» **DESCRIPTION OF THE TASK**: Extract every line of the data below that contains the string "tower". Case counts.
[Start RECORDS PROVIDED]
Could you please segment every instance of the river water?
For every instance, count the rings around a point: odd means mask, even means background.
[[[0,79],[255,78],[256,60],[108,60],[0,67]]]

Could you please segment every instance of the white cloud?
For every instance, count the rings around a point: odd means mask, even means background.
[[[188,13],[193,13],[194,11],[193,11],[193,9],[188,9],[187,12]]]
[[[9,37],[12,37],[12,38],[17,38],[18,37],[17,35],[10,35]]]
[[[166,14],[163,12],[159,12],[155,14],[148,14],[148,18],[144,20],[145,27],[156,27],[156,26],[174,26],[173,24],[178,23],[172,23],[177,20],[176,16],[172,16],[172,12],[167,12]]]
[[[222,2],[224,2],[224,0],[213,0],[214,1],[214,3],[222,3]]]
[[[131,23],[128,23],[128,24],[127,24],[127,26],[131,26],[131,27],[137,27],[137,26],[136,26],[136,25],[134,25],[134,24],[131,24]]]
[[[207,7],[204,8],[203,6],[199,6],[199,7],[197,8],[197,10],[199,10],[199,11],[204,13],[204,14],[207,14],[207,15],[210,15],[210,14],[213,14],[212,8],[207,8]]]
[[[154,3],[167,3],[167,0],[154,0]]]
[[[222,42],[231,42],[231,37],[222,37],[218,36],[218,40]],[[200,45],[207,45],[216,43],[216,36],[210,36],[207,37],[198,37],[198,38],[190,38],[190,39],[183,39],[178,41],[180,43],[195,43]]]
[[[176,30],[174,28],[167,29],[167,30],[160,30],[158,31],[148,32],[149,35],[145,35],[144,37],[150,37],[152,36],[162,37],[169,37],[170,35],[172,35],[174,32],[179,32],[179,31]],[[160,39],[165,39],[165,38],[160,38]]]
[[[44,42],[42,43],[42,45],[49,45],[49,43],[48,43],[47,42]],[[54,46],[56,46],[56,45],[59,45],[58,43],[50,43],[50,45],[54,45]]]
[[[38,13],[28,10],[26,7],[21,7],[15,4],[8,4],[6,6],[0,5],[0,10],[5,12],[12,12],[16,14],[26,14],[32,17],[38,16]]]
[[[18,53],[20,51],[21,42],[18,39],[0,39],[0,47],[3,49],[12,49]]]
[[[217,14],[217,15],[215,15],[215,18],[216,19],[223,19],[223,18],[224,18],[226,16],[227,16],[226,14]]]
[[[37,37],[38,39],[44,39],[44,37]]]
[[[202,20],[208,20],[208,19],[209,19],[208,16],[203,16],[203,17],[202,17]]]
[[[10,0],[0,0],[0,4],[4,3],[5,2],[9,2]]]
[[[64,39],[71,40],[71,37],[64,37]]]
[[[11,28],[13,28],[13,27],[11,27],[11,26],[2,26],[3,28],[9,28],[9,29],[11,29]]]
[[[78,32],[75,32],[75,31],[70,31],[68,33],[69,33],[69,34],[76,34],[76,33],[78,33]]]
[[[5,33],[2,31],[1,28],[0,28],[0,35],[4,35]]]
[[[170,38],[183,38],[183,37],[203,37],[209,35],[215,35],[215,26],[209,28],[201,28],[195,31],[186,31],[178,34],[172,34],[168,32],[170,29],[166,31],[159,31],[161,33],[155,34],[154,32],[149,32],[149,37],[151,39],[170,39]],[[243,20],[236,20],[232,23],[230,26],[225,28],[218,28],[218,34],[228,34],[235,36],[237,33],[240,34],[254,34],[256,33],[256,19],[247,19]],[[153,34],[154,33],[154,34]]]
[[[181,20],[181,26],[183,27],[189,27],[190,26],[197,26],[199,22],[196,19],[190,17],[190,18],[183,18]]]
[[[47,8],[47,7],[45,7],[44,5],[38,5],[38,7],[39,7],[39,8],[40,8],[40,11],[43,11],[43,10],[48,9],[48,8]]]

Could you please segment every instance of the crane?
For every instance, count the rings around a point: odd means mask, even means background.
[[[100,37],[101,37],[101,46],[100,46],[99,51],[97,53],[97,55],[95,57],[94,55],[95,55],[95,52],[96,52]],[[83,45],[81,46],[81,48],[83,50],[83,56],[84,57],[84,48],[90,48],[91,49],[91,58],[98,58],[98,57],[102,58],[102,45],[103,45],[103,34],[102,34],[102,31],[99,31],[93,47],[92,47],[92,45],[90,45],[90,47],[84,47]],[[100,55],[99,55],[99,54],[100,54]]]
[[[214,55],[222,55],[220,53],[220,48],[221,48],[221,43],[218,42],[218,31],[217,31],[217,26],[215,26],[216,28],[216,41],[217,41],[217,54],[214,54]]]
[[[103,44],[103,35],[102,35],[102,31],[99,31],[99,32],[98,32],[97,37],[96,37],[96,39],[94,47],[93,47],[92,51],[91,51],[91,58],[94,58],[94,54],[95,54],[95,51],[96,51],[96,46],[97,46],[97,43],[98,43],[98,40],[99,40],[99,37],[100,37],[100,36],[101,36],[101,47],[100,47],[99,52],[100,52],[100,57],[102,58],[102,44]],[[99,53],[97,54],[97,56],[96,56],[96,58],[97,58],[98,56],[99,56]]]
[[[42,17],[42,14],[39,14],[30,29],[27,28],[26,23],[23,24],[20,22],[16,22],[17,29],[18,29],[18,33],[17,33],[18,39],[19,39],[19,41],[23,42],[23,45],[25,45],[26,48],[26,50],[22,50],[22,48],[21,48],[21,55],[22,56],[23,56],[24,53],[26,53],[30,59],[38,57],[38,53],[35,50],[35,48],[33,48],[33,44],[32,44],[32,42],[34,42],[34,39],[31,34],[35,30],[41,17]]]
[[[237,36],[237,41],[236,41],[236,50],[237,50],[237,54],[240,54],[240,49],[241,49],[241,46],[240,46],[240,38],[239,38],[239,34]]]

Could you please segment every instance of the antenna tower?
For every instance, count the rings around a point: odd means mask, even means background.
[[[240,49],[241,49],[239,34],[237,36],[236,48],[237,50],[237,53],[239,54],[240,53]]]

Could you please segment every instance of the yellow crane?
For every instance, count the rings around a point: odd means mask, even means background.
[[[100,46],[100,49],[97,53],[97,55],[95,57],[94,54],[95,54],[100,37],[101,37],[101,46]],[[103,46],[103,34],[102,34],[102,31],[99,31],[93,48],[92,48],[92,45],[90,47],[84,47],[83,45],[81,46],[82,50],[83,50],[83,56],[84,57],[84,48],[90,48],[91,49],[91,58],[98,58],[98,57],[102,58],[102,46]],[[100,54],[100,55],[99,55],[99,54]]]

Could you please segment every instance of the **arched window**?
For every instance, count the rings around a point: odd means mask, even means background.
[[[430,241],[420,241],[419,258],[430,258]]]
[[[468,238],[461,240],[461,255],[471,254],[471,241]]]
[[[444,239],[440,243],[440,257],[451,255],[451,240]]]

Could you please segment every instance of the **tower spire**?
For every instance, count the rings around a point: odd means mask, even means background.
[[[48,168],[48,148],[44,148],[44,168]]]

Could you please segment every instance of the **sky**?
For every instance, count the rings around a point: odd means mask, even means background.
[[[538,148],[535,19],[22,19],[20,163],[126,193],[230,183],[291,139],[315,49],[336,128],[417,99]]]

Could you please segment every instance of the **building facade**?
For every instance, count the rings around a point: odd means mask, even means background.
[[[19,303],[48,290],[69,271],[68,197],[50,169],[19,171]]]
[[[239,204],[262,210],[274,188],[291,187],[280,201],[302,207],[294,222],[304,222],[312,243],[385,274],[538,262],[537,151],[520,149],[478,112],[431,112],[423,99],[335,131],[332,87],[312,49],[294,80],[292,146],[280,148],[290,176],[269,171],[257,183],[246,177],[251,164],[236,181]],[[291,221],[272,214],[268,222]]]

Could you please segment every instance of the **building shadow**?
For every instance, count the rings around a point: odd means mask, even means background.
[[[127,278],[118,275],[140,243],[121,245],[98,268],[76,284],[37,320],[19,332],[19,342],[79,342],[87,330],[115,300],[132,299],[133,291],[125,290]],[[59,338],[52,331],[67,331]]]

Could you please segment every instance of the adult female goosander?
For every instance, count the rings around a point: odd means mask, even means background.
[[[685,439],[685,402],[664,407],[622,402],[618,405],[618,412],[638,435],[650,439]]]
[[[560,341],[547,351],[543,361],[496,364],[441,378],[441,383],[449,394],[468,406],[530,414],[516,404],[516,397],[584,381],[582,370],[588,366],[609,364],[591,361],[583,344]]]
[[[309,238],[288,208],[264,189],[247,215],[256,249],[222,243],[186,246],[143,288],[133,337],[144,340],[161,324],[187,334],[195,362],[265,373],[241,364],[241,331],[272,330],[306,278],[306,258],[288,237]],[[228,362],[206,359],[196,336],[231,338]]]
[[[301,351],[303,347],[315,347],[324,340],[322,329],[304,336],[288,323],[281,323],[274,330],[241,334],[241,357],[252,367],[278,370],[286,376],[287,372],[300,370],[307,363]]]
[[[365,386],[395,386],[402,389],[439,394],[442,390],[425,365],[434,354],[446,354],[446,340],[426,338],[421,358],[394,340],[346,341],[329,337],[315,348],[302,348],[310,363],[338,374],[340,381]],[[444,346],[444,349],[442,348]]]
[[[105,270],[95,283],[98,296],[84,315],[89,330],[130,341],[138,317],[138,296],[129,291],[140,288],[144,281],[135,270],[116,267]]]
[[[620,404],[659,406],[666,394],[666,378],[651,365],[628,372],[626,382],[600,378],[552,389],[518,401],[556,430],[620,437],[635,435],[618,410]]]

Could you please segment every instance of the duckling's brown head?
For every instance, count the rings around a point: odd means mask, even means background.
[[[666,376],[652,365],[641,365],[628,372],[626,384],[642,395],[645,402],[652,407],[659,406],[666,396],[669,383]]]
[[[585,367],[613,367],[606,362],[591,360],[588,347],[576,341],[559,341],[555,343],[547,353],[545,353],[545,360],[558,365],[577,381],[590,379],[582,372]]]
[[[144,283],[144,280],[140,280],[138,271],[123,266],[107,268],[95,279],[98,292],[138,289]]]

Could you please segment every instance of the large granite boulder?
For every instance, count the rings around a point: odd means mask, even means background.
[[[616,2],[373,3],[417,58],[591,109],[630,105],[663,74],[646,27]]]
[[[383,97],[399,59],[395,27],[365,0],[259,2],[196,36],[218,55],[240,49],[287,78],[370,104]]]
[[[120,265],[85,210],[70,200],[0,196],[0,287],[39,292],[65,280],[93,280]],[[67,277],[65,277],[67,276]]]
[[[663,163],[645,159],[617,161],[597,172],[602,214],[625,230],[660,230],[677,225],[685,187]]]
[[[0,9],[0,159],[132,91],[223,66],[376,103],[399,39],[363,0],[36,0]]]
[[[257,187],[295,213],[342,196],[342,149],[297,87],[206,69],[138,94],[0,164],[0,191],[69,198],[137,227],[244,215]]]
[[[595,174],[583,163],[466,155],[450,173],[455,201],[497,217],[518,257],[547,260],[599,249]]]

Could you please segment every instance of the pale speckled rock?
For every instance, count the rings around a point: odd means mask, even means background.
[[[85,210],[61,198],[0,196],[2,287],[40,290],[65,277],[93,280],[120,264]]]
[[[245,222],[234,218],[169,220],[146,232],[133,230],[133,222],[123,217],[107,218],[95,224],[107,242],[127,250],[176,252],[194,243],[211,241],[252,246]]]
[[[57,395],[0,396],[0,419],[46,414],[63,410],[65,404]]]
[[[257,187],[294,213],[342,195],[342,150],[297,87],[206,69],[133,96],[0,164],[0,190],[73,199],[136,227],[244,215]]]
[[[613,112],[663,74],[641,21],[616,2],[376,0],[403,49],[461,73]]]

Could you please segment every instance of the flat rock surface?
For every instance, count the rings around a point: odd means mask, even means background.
[End RECORDS PROVIDED]
» **TASK OUTPUT**:
Could you please segment every instance of the antenna tower?
Could you please segment every instance of the **tower spire**?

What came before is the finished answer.